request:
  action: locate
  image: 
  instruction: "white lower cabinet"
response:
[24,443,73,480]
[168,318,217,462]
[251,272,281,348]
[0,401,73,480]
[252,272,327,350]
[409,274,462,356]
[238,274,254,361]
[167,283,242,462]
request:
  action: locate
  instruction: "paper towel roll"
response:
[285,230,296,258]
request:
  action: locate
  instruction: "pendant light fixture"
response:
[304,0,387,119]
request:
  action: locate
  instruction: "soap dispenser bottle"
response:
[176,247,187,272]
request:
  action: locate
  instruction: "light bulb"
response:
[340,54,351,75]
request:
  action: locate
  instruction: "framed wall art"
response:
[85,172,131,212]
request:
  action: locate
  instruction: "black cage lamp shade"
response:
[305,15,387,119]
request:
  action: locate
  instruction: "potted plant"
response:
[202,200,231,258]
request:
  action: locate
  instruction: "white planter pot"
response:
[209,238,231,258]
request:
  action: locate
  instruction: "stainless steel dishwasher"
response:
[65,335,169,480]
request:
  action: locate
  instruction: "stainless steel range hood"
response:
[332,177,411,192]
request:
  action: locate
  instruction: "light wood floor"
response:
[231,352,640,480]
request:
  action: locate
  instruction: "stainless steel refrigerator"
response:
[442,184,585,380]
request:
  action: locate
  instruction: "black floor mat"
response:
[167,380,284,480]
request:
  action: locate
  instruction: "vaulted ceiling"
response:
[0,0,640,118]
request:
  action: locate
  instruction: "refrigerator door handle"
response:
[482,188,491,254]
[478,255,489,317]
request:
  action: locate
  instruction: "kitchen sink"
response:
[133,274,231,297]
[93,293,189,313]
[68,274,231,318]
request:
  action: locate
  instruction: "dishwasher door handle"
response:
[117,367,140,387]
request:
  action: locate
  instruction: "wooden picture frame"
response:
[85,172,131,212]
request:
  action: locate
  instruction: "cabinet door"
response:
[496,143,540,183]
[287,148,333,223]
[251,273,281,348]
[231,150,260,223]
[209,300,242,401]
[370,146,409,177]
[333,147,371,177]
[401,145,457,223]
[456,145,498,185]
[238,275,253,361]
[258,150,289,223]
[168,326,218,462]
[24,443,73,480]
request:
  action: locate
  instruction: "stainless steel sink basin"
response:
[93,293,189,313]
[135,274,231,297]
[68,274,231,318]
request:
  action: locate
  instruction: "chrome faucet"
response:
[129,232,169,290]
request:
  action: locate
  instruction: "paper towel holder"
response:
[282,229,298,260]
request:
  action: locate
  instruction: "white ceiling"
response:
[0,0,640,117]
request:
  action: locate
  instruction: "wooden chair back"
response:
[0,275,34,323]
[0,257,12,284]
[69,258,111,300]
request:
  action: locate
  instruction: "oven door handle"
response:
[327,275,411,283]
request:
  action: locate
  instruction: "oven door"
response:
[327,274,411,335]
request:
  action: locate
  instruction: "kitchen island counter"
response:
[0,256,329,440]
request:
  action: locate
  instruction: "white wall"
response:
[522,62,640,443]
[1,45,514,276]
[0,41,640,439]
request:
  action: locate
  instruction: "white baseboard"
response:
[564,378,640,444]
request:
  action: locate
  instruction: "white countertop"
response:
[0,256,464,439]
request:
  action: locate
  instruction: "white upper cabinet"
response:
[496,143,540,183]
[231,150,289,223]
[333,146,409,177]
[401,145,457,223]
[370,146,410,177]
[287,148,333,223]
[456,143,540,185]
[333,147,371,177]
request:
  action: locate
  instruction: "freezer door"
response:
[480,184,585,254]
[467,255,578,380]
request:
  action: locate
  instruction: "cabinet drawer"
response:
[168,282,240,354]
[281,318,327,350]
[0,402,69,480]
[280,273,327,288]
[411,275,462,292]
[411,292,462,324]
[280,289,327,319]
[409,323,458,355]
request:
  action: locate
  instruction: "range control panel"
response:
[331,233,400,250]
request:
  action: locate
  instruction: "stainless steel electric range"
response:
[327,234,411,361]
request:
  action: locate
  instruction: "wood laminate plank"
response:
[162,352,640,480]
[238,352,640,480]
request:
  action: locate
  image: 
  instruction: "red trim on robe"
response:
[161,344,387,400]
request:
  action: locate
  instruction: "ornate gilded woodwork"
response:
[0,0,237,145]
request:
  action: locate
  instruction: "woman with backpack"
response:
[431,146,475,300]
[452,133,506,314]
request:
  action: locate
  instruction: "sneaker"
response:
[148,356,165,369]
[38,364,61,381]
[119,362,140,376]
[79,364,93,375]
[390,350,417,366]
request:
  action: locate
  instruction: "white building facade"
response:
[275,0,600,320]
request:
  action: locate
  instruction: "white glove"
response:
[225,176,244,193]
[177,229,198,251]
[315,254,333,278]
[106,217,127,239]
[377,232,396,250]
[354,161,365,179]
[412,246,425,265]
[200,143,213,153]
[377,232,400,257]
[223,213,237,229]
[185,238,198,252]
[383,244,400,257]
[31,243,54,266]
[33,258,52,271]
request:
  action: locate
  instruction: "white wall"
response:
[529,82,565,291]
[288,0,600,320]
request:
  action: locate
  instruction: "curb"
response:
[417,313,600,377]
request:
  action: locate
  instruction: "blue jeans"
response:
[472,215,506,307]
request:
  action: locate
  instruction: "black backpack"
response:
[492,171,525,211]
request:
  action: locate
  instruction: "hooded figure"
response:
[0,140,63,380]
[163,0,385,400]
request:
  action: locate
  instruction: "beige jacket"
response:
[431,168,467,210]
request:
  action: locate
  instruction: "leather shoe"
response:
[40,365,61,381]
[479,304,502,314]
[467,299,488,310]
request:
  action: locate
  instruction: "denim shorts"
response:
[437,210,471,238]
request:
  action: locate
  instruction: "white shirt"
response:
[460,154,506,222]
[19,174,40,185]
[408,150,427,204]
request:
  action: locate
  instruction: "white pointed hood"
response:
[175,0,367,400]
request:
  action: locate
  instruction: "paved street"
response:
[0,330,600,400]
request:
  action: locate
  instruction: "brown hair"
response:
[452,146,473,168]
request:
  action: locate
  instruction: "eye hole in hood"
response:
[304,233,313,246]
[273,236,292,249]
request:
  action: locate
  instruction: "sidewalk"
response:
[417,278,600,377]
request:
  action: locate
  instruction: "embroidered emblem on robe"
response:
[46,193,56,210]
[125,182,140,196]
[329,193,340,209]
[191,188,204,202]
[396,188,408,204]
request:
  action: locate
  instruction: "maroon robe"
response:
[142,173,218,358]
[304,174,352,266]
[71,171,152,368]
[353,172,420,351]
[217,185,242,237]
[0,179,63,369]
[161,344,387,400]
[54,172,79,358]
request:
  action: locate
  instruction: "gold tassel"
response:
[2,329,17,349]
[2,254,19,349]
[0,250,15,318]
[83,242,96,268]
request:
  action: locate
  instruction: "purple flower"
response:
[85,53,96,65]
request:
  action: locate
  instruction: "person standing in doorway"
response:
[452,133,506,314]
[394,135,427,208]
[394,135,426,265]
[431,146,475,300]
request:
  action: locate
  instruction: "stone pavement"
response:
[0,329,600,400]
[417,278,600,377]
━━━━━━
Select each line in the listing above that contains the word "steel".

**OUTPUT FOR THIS EXERCISE**
  instruction: "stainless steel dishwasher"
  instruction: "stainless steel range hood"
  instruction: "stainless steel refrigerator"
  instruction: "stainless steel sink basin"
  instruction: "stainless steel electric range"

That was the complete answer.